Annotated coordinate records
++++++
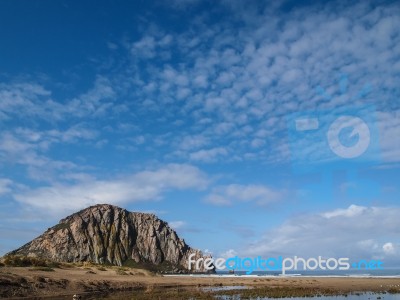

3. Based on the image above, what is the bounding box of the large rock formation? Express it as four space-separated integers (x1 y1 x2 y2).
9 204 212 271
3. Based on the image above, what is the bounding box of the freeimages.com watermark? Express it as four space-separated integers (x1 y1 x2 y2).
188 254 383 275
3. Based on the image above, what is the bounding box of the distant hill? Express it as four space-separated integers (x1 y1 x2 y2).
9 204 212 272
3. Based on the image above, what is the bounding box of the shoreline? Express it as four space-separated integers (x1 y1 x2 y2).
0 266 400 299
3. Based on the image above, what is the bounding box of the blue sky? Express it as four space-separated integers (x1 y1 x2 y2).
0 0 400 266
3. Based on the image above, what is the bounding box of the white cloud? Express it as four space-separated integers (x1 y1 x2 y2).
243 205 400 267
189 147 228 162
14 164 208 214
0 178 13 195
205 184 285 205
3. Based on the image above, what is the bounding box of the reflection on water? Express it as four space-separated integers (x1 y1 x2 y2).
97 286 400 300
++++++
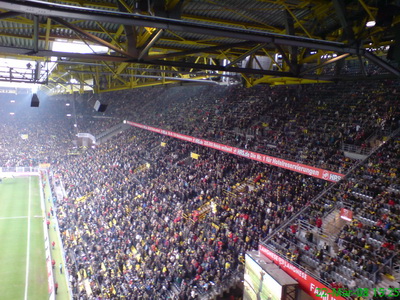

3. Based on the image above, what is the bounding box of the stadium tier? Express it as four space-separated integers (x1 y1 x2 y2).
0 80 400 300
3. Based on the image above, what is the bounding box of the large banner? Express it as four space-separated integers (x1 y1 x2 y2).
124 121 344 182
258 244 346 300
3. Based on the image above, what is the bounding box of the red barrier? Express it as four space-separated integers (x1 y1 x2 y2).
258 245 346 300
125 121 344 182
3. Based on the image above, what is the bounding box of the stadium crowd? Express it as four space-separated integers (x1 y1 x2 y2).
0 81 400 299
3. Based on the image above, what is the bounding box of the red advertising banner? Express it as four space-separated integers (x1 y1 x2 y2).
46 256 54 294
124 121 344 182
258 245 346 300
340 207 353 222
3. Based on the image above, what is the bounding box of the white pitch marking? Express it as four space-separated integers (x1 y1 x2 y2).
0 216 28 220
++++++
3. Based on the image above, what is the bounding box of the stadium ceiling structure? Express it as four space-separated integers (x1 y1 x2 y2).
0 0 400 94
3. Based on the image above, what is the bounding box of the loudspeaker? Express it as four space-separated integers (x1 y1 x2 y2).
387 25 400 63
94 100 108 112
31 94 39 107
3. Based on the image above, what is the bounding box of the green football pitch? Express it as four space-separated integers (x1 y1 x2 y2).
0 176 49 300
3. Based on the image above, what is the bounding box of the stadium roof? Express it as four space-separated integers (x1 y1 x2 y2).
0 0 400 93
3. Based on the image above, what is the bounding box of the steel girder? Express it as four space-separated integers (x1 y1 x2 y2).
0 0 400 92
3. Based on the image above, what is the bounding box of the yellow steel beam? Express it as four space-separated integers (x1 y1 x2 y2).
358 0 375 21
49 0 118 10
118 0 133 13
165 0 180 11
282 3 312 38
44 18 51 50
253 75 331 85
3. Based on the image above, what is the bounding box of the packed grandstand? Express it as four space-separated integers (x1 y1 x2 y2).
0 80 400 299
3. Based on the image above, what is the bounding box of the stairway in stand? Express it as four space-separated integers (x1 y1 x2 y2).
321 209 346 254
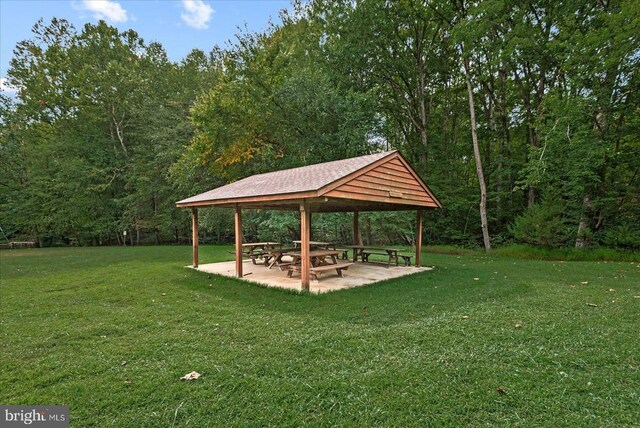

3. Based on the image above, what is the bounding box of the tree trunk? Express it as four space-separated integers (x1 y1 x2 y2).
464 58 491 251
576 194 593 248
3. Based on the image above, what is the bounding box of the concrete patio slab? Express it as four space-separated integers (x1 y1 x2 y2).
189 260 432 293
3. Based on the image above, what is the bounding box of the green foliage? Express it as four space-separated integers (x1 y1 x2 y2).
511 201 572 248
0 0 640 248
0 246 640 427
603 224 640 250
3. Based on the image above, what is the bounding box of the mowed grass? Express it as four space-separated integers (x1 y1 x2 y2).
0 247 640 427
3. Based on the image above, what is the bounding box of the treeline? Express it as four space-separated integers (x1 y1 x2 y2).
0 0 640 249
++++++
• **Instruction**:
Can you quote the material from the line containing "the green football" through the line containing "576 194 593 248", both end lines included, leaving the pictures out?

• **Finished task**:
3. Based on the image above, what is the bounding box of the green football pitch? Express it as four space-separated integers (x1 y1 x2 y2).
0 176 49 300
3. Based on the image above, what is the bounding box of the stadium roof? Express it as four space-separated integers (x1 y1 x2 y2).
0 0 400 93
3. Based on the image above, what is the bounding box of the steel girder? Express it as four space-separated integers (x1 y1 x2 y2).
0 0 400 92
3. Based on the image above, what is the bounding box of the yellow steel beam? Express it as four space-separated integers (x1 y1 x2 y2).
358 0 375 21
49 0 118 10
118 0 133 13
165 0 180 11
282 3 312 38
44 18 51 50
253 75 331 85
3. Based on the image above, what is the bounding box of the packed grandstand? Express it as four space-separated integers (x1 y1 x2 y2).
0 80 400 299
3. Based on the image above, what is the bounding box of the stairway in stand? Express it as four space-separated integers (x1 y1 x2 y2).
321 209 346 254

3. Based on the image above, what is the bounding box of the tree trunk? Express it as four space-separated integers (x1 y1 x2 y2).
464 58 491 251
576 194 593 248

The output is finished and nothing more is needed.